Selected extract
* * * * *
Function addresses should always be resolved through the GOT

Function calls already require a pointer-sized variable somewhere and a relocation to make it point to the valid entry point of the function being called. What’s more, taking addresses of functions is a somewhat rare operation, compared to the number of function calls across ELF modules.

That being the case, we can take a small “hit” in performance and the loading of a function address should happen via the GOT in position-dependent code (executables) just like it is done for position-independent code.

The benefit of doing this is that the function address we load will point to exactly function’s real entry point, instead of the PLT stub. When we call this function, we avoid the doubly-indirect branching we found earlier.

PLT stubs should use the regular GOT’s address, if it exists

If a given function is both called and its address is taken, the PLT stub should reference GOT entry that was used for the taking of the address. The reason why it isn’t already so, I guess, is because the entries in the .got.plt section aren’t initialised with the target function’s address, but the local module’s function resolver. This trick allows for the “lazy resolution” of functions: they are resolved only the first time they are called.

I wouldn’t ask for all functions to be resolved at load-time, but if the address of the function is taken anyway, the dynamic linker will need to resolve it at load time. So why waste CPU cycles in a function call if the address was computed already?
* * * * *
Data lines

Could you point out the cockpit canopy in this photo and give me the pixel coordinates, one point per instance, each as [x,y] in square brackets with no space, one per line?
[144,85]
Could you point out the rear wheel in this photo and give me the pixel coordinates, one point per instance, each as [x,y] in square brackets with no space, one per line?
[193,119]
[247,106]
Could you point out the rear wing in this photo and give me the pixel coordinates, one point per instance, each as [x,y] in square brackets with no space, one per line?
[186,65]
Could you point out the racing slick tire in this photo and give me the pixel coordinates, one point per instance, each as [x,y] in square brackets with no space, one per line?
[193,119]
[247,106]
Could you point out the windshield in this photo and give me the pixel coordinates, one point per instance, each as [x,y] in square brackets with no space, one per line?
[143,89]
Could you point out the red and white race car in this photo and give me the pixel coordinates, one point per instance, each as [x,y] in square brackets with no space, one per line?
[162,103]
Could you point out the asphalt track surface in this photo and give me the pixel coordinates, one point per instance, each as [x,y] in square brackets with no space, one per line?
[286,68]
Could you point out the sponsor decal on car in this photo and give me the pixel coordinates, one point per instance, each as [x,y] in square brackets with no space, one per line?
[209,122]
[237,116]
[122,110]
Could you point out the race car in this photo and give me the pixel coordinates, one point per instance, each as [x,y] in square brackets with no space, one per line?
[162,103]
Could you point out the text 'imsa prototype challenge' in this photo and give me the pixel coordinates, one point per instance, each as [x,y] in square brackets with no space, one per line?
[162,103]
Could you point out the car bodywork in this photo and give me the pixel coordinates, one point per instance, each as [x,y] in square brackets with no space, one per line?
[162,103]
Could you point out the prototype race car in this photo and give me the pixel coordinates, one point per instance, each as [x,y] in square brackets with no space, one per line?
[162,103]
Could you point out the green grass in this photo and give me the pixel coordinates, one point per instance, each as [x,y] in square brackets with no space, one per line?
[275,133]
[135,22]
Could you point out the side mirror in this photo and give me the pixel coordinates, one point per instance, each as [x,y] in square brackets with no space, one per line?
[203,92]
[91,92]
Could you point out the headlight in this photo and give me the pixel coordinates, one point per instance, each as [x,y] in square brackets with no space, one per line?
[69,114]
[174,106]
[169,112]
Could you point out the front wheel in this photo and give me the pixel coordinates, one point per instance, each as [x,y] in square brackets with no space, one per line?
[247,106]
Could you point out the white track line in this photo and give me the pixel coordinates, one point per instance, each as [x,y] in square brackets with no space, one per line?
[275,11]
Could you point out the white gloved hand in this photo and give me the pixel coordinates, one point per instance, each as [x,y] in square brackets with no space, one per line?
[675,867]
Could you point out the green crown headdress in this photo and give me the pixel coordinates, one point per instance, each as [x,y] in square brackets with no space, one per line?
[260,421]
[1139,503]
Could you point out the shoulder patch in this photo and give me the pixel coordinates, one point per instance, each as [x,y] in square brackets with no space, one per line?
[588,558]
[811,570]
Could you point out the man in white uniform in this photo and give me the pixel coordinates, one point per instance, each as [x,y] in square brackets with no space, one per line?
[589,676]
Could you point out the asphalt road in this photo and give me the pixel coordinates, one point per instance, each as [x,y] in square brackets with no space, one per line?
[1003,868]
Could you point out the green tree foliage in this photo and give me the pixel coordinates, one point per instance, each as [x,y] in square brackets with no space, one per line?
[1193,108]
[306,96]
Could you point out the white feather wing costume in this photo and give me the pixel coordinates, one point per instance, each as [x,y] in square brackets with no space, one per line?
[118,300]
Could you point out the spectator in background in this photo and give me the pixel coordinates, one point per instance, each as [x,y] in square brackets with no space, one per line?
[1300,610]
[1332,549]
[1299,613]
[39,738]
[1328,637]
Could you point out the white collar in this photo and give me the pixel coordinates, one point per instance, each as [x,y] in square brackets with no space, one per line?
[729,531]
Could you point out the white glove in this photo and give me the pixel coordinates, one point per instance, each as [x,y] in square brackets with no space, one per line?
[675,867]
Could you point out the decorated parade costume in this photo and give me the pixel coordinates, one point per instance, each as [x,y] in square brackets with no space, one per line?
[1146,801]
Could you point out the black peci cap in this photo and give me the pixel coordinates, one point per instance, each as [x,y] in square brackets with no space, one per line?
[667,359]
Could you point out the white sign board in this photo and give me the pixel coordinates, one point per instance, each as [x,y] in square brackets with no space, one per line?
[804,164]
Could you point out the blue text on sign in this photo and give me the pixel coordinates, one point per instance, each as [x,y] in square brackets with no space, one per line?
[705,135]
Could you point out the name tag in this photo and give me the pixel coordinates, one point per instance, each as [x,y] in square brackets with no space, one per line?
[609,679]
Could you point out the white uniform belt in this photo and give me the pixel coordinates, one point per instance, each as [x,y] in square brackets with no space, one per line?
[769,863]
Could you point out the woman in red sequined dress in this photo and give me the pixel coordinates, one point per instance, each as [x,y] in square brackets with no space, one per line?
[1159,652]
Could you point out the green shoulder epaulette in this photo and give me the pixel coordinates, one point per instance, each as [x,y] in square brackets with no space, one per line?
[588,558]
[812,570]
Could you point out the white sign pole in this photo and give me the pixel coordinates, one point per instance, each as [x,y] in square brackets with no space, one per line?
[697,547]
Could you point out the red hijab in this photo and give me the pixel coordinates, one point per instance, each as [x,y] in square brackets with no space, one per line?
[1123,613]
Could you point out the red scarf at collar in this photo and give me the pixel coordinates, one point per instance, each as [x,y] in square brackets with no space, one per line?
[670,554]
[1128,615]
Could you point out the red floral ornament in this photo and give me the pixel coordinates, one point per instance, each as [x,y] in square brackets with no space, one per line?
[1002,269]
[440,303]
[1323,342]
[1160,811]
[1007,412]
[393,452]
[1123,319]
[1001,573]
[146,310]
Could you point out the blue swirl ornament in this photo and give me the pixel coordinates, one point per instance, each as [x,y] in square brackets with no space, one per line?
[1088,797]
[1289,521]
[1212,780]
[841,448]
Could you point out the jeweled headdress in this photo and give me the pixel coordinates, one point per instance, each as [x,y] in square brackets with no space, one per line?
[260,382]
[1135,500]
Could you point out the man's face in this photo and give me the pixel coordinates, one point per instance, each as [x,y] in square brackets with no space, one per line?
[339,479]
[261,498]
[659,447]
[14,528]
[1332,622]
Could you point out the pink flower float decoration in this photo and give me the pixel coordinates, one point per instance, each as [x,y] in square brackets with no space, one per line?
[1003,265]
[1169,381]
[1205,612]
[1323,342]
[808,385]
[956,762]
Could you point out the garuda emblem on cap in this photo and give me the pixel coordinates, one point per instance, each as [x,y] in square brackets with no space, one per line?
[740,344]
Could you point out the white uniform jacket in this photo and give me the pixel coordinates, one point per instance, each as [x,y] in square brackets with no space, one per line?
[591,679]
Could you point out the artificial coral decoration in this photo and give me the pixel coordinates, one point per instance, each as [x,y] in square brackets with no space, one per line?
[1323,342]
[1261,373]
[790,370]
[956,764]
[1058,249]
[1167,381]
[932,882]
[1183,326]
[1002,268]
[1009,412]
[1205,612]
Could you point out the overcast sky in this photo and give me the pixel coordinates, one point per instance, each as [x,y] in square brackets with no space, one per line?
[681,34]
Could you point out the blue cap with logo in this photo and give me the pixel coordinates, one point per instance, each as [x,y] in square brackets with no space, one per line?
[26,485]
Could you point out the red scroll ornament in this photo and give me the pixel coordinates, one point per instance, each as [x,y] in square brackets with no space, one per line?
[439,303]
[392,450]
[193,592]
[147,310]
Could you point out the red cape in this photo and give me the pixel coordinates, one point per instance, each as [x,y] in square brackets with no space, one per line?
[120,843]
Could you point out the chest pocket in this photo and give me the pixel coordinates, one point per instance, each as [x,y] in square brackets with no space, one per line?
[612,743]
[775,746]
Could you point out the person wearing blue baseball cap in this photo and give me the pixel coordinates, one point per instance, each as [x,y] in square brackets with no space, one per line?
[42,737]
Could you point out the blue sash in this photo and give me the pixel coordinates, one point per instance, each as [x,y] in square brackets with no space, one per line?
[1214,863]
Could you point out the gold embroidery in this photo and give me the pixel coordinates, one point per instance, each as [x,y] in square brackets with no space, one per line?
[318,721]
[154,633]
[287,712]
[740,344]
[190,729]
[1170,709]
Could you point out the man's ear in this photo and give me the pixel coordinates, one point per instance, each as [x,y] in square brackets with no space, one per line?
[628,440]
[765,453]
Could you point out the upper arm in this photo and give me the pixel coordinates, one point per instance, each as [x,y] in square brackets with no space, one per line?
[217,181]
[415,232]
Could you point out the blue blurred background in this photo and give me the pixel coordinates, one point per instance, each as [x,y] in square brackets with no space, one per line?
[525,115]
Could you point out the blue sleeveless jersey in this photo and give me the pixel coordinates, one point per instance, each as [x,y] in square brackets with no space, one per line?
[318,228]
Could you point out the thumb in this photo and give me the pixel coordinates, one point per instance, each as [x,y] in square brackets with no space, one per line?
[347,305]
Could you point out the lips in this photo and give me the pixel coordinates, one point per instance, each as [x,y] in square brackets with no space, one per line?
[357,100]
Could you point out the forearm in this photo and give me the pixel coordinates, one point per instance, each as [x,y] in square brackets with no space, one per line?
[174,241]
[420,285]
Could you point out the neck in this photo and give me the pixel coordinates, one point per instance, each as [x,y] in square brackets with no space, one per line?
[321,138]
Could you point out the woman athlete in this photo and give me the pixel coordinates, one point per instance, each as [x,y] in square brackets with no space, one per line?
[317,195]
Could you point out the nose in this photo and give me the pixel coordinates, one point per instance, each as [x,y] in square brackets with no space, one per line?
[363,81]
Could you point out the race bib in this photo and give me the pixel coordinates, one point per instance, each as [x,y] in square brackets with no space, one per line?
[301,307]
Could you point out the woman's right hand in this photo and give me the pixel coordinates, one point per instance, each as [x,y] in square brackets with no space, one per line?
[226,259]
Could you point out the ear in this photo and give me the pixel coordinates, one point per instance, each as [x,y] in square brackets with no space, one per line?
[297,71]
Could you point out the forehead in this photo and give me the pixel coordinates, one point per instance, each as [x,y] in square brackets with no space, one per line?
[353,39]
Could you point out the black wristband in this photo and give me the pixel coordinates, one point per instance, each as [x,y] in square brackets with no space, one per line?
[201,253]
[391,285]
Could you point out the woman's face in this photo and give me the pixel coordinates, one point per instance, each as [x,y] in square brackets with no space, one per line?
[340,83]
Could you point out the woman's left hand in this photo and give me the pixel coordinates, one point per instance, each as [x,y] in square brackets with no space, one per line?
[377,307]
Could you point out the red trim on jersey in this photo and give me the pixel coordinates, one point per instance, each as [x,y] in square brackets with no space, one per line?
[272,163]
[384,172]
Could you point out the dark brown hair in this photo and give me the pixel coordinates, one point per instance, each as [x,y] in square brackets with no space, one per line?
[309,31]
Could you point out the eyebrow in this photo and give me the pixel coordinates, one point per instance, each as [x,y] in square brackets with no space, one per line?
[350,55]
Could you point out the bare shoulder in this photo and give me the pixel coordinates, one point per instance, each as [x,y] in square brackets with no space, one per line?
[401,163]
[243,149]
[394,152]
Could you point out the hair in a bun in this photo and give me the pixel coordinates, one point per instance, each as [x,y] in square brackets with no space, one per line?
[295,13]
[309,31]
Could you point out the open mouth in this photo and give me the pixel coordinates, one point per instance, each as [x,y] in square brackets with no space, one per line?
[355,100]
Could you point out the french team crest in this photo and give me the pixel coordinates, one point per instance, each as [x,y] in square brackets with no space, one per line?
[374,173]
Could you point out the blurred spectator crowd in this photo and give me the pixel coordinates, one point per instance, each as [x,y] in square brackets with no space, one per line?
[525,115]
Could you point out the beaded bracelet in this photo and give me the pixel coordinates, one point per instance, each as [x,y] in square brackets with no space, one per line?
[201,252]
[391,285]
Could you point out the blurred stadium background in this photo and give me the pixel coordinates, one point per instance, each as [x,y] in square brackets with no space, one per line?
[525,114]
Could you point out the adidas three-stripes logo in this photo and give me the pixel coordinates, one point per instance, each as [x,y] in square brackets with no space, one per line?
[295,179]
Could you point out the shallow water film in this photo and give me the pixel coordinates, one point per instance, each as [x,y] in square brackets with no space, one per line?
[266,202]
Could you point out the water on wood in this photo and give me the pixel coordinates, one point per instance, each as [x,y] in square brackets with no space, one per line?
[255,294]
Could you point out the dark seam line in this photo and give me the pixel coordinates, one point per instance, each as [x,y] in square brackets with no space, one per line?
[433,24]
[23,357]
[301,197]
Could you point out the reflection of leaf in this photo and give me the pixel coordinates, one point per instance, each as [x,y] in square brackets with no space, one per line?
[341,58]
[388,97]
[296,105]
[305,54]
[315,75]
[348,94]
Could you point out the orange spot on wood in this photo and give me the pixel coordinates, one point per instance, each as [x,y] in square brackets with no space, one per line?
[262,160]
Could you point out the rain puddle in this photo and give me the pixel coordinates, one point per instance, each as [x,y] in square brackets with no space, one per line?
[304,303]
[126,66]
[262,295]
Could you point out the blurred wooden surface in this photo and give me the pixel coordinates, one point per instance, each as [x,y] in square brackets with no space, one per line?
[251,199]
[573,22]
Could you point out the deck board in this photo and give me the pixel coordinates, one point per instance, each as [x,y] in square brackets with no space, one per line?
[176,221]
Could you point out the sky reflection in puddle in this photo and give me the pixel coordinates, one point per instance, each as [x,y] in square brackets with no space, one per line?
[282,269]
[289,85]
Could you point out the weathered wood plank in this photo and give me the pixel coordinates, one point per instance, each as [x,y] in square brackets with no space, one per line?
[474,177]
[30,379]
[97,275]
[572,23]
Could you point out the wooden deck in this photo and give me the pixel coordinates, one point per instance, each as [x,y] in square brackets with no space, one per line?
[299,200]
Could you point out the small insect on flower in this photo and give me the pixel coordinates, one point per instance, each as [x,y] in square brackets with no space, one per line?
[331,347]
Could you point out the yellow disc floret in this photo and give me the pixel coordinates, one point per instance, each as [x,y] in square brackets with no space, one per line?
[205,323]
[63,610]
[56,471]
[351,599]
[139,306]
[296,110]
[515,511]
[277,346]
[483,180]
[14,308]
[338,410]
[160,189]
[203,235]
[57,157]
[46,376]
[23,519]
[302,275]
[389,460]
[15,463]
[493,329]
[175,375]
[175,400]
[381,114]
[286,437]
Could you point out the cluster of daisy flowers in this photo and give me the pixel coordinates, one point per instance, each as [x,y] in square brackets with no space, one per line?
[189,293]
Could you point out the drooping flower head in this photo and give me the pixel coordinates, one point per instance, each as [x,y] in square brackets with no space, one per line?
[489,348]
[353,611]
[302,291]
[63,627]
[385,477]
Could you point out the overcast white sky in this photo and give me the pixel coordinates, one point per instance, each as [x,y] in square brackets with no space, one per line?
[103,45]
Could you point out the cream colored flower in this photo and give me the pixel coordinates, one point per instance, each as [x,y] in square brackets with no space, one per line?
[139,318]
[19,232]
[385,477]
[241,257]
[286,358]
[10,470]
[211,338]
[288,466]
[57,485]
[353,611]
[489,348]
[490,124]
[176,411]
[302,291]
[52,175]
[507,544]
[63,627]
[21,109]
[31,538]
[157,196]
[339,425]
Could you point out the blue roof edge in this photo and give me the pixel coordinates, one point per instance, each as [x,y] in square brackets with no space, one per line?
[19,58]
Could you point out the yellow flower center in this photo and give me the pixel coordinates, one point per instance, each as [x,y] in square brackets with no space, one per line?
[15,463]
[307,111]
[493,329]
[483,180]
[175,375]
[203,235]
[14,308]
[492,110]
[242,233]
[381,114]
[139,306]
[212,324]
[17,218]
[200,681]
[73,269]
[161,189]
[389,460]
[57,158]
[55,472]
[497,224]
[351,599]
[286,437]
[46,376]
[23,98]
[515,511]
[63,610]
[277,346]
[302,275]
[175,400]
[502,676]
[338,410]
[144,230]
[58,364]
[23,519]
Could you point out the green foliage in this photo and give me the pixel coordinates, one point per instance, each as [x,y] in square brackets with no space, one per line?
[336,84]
* * * * *
Goal 1
List every all-capital abbreviation that appears in the passage on function address resolution through the GOT and PLT.
Goal 2
Carry on the passage on function address resolution through the GOT and PLT from the point where it ends.
The items come from a separate source unrelated to the passage on function address resolution.

Right answer 1
GOT, ELF, PLT, CPU

Right answer 2
Copy relocations should be deprecated

Instead of copying the variable from the library into the executable, executables should use indirect addressing for reading variables and writing to them, as well as taking their addresses. One benefit of doing this is avoiding the actual copying. For example, for read-only variables, they may remain in read-only pages of memory, instead of being copied to read-write pages found in the executable.

The big drawback of this is that the indirect addressing is a lot more expensive, since it requires two memory references, not just one. The next suggestion might help alleviate the problem.

The linker should relax instructions used for loading variable addresses

This is a suggestion found in the IA-64 ABI: the compiler generates the instructions needed to load the address of the variable from the GOT, then use it as it needs to. If the linker concludes (by whichever means, like protected or hidden symbols, the use of one of the symbolic options, or because this is an ELF application and the symbol is defined in it) that the symbol must reside in the current ELF module, it can change the load instruction into a register-to-register move or similar.

For our x86-64 64-bit case, the instructions the compiler generated were:

        movq    externalVariable@GOTPCREL(%rip), %rax
        movq    %rdx, (%rax)

By changing one bit in the opcode of the first instruction, with no code size change, we can produce:

        leaq    externalVariable@GOTPCREL(%rip), %rax
        movq    %rdx, (%rax)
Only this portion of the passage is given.